WHAT TO PRODUCE:
Output every line of the items below as a numbered list, omitting blank lines. Leave the pictures out of your answer.

[Dataset excerpt]
• • • • •
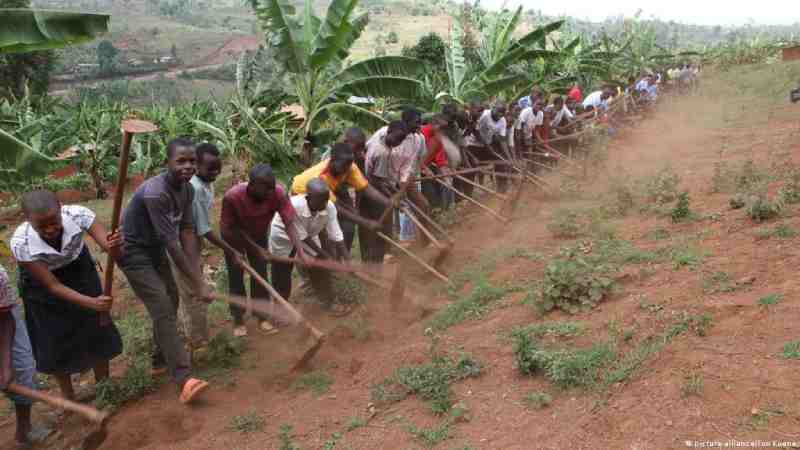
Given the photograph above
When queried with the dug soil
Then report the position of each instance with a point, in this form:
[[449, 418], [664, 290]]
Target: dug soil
[[721, 379]]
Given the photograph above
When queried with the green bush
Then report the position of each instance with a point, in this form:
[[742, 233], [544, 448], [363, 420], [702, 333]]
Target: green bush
[[574, 285], [565, 223]]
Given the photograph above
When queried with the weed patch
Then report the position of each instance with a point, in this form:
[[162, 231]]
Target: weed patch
[[473, 306], [431, 382], [771, 299], [692, 385], [247, 423], [573, 285], [537, 400], [318, 382], [791, 350]]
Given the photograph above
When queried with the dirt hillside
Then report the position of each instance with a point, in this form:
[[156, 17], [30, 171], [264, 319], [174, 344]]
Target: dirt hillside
[[696, 324]]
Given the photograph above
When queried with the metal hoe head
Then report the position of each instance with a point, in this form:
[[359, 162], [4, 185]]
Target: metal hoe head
[[136, 126]]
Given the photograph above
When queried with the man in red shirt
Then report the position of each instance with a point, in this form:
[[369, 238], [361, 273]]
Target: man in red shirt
[[435, 161], [575, 93], [248, 209]]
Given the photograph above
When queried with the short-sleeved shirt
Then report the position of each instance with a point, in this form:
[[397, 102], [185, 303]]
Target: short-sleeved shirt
[[307, 224], [8, 295], [575, 94], [595, 100], [157, 213], [201, 206], [241, 212], [488, 128], [353, 178], [27, 246], [432, 141], [396, 164]]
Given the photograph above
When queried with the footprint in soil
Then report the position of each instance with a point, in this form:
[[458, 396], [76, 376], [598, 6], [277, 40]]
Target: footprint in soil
[[154, 427]]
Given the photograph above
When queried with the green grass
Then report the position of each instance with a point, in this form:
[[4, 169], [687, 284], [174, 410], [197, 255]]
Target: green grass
[[355, 423], [285, 438], [318, 382], [537, 400], [693, 385], [247, 423], [431, 382], [431, 437], [718, 282], [473, 306], [791, 350], [771, 299], [556, 329]]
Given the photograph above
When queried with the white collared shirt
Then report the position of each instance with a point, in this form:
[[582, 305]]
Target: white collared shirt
[[27, 246], [306, 224]]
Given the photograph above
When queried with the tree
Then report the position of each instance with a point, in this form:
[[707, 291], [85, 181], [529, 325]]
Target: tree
[[106, 57], [313, 52], [429, 48]]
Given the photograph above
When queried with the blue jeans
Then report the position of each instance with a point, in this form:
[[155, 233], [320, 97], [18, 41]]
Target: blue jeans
[[21, 358]]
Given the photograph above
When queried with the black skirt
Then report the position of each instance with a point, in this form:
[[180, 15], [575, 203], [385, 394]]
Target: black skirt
[[67, 338]]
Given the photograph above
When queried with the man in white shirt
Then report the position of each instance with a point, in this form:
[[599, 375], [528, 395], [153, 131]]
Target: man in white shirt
[[314, 212], [598, 100]]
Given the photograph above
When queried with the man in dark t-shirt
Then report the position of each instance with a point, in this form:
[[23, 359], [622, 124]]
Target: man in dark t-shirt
[[247, 211], [157, 221]]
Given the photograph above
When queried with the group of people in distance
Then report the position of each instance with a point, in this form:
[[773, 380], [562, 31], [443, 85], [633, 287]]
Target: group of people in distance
[[168, 221]]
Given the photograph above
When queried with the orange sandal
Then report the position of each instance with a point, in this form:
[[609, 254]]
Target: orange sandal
[[191, 389]]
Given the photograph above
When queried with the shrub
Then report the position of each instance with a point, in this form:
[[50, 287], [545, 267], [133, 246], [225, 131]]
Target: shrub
[[537, 400], [662, 188], [565, 223], [430, 381], [573, 285], [761, 209], [681, 211], [247, 423]]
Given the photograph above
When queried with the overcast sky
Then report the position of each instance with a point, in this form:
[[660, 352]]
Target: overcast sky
[[703, 12]]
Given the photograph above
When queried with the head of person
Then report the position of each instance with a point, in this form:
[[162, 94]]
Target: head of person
[[450, 112], [209, 164], [342, 158], [181, 160], [513, 113], [499, 111], [395, 134], [355, 138], [412, 118], [317, 194], [261, 183], [439, 123], [43, 211], [475, 108]]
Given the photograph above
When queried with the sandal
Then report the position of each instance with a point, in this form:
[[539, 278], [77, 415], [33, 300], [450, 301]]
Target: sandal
[[191, 389]]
• • • • •
RESULT OF THIS EXERCISE:
1. Given the photograph above
2. When queried with the dug soil
3. Then report the position of each instance with a point, in this form:
4. [[449, 418], [664, 290]]
5. Target: dug soil
6. [[721, 379]]
7. Given the photograph above
8. When queried with the green bush
9. Then report the position of each instance with a point, in this form:
10. [[742, 233], [544, 448], [363, 420], [702, 333]]
11. Target: green bush
12. [[574, 285], [565, 223]]
13. Given the photograph above
14. When queried with the weed patch
15. Then report the position of each instance with a point, in this form:
16. [[162, 231]]
17. Target: weed patch
18. [[473, 306], [431, 382], [771, 299], [692, 385], [247, 423], [573, 285], [537, 400], [318, 382], [791, 350]]
19. Given the photograph above
20. When queried with the dirt hillside
21. Then report the position of each instance with a point, in this form:
22. [[156, 17], [30, 171], [264, 319], [174, 344]]
23. Target: dirt hillside
24. [[696, 324]]
25. Given the photograph above
26. When queried with the metal hoe head
27. Then report the position of each instance with a point, in this form:
28. [[359, 162], [4, 185]]
29. Target: metal hoe head
30. [[136, 126]]
31. Given the photograph above
32. When queried with the man in red shirt
33. Then report the position of each instance with a point, in this form:
34. [[369, 238], [361, 273]]
35. Target: man in red shirt
36. [[435, 161], [575, 93], [248, 209]]
37. Given the photograph above
38. When queried with the short-sleeved shirt
39. Then report the position of each instance with a point, in this form:
40. [[397, 102], [185, 303]]
41. Target: short-sleeved shirt
42. [[307, 224], [8, 295], [575, 94], [595, 100], [157, 213], [201, 206], [241, 212], [488, 128], [353, 178], [27, 246], [432, 141], [396, 164]]
43. Given the photograph above
44. When queried with the footprint in soil
45. Then report the position of each instance with a point, in this form:
46. [[458, 396], [76, 376], [598, 6], [277, 40]]
47. Target: footprint in soil
48. [[154, 427]]
49. Given the photograph above
50. When queried with the green grass
51. Then report the position of each instance with a point, in this form:
52. [[4, 169], [687, 284], [174, 410], [197, 255]]
53. Target: green grass
54. [[355, 423], [285, 438], [318, 382], [537, 400], [693, 385], [247, 423], [431, 382], [431, 437], [718, 282], [473, 306], [791, 350], [771, 299], [556, 329]]
55. Given the photograph above
56. When queried with the white collared shirt
57. Then report the position of each instance with a point, in this form:
58. [[582, 305]]
59. Target: white collared shirt
60. [[27, 246], [306, 224]]
61. Given the photograph above
62. When queried with the tree
63. Then report the position of each instance with a point, in this form:
64. [[707, 291], [85, 181], [529, 325]]
65. Target: tree
66. [[106, 57], [313, 52], [429, 48]]
67. Given the photograph above
68. When queried with the blue jeans
69. Then report the position of each instance with a point, in this form:
70. [[155, 233], [320, 97], [18, 41]]
71. Target: blue jeans
72. [[21, 358]]
73. Given the photograph above
74. When queried with the black skirt
75. Then report the position of each instance with a point, in this form:
76. [[180, 15], [575, 203], [385, 394]]
77. Target: black skirt
78. [[67, 338]]
79. Given the photograph above
80. When queried with the man in white shirt
81. Then report the position of each instance with a point, in this form:
82. [[599, 375], [528, 395], [153, 131]]
83. Target: man in white shirt
84. [[314, 212], [598, 100]]
85. Given the photograph above
86. When queried with the man in dark t-shirt
87. Then report the position of each instance with a point, in this form:
88. [[23, 359], [622, 124]]
89. Target: man in dark t-shirt
90. [[247, 211], [157, 221]]
91. Given the photograph above
92. When queried with the group of people in distance
93. Then report the position of each instance with a point, in this form:
94. [[773, 380], [562, 31], [443, 85], [633, 287]]
95. Target: group of people in distance
96. [[168, 221]]
97. Given the photograph above
98. When queried with the orange sandal
99. Then report the position of each instance with a point, in this form:
100. [[609, 254]]
101. Target: orange sandal
102. [[191, 389]]
103. Given the photograph above
104. When queried with the shrub
105. Then report the position of each instance with a point, in this form:
106. [[50, 287], [545, 267], [133, 246], [225, 131]]
107. Target: shrub
108. [[537, 400], [662, 188], [565, 223], [430, 381], [573, 285], [761, 209], [681, 211], [247, 423]]
109. Given the photograph above
110. When queried with the overcast sky
111. Then report the position of each instance with a point, in this form:
112. [[660, 352]]
113. Target: overcast sky
114. [[703, 12]]
115. Given the photograph above
116. When queried with the head of person
117. Then report the position of each instance with a point, in this form:
118. [[162, 94]]
119. Target: head of person
120. [[450, 112], [209, 164], [342, 158], [181, 160], [513, 113], [499, 111], [395, 134], [355, 138], [412, 118], [317, 194], [261, 183], [439, 123], [43, 211], [475, 108]]
121. Given the photograph above
122. When queried with the sandal
123. Then report the position of each instance with a point, in this form:
124. [[539, 278], [77, 415], [33, 300], [450, 301]]
125. Target: sandal
126. [[191, 389]]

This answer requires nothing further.